# Interview in ... a coffee shop??? What the..?



## Nightshadow (Sep 21, 2010)

Ive received a job interview tomorrow with a company that is in fact registered with DIFC but the interview is to take place in a coffee shop. Their registered offices are in Jumeirah Lakes Towers according to the DIFC page. 

Ive never before heard of something like this, at least not in the US. Then again, this is the part where people tell me "well, this isnt the US...". So whats the deal? Has anyone here ever heard of something like this? 

I get the feeling of a potential scam or weird situation.


----------



## Gavtek (Aug 23, 2009)

It's quite common to be honest, I'd never do it but I know a lot of people who have. It's usually easier for the interviewee to get to and find.


----------



## Nightshadow (Sep 21, 2010)

You know that thing they say "go with your gut feeling"? My gut feeling tells me that if they dont have offices and want me to work from home, chances are they cannot afford a visa and salary for their employees. But ok, Ill still check it out. I think Im going to call the guy that I am supposed to be interviewing with and clear up some concerns.


----------



## xchaos777 (Dec 15, 2010)

I've interviewed potential candidates in coffee shops...in Dubai. However, it was never implied that there was an office, etc. Candidates knew the score. My company doesn't have an office in Dubai yet and it was for a contracted position. (i.e. retainer plus performance contract...no other benefits) All of the employees outside of North America are contractors (including myself).

There are certainly negatives to this setup, but numerous pluses as well.


----------



## indoMLA (Feb 6, 2011)

First of all, Good Luck... hope you do well.
In the US, I have been on lunch (and even dinner) interviews. It saves time and cost and brings you into a usually neutral area in which to converse. Maybe the company here is taking it to the extreme. I am new here, but would think that if they are registered with DIFC then shouldn't be okay?


----------



## Lenochka (Apr 19, 2008)

what do you know about the company which the position is for ? Is it an international company expanding ? did they tell you should work from home ? what's the job ? I work for a well known international bank.....and I've had my first job interview in a bar.......

simply to meet the guy without running the risk of running into somebody I know in the banking area who could find out that I am about to leave my current place.....

so...there are many, many possiblities why everything is ok.....
on the other hand..it might not be....., hence my initial questions....

good luck anyway !


----------



## wandabug (Apr 22, 2010)

Make sure they pay, and order a muffin as well!


----------



## indoMLA (Feb 6, 2011)

wandabug said:


> Make sure they pay, and order a muffin as well!


But eat it with a knife and fork, show them your are civilized.... like George Costanza (Seinfeld).......lol


----------



## sabfrance (Sep 9, 2010)

I've interviewed people in coffee shops before. Casual, sounding out, whether someone is interested in the job and company before making it too serious/official.

Also, bringing candidates in to your office sometimes signifies to those in the office that something is going on - particularly if you are replacing somebody or beefing up resources so that the company can take a new direction.

Go with it. But for the second meeting make sure its in their offices.

■ **SET PROBLEM 1**: Return every line of the records that contains the word "wagon".
The records have no connection to the thread about the coffee shop interview.

■ **DATA EXCERPTS**:
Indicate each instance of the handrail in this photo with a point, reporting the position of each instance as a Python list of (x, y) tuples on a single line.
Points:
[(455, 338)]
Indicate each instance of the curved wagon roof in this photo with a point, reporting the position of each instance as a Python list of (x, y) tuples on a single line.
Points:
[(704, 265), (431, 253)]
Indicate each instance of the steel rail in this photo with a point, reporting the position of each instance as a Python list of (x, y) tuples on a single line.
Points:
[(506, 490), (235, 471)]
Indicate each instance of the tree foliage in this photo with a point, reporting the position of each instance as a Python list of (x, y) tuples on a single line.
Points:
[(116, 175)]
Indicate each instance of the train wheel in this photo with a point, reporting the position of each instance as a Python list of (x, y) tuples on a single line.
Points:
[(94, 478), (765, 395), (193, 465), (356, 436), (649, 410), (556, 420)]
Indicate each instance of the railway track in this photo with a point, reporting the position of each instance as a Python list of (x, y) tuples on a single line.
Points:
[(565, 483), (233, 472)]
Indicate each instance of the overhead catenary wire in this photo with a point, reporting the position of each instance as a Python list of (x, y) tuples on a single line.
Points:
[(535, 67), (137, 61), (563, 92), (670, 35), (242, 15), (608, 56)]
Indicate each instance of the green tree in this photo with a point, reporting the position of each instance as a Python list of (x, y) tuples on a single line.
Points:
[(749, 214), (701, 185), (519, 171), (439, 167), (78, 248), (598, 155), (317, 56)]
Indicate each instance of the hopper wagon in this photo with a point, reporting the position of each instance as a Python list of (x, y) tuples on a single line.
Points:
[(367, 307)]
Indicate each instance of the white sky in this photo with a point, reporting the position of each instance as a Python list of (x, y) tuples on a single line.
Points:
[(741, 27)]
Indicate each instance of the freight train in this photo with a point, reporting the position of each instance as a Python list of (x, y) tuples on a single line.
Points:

■ **SET PROBLEM 2**: In the thread about the coffee shop interview, where does Lenochka say she had her first job interview?

■ **FULL ANSWER 1**:
Indicate each instance of the curved wagon roof in this photo with a point, reporting the position of each instance as a Python list of (x, y) tuples on a single line.
Indicate each instance of the hopper wagon in this photo with a point, reporting the position of each instance as a Python list of (x, y) tuples on a single line.

■ **FULL ANSWER 2**: In a bar.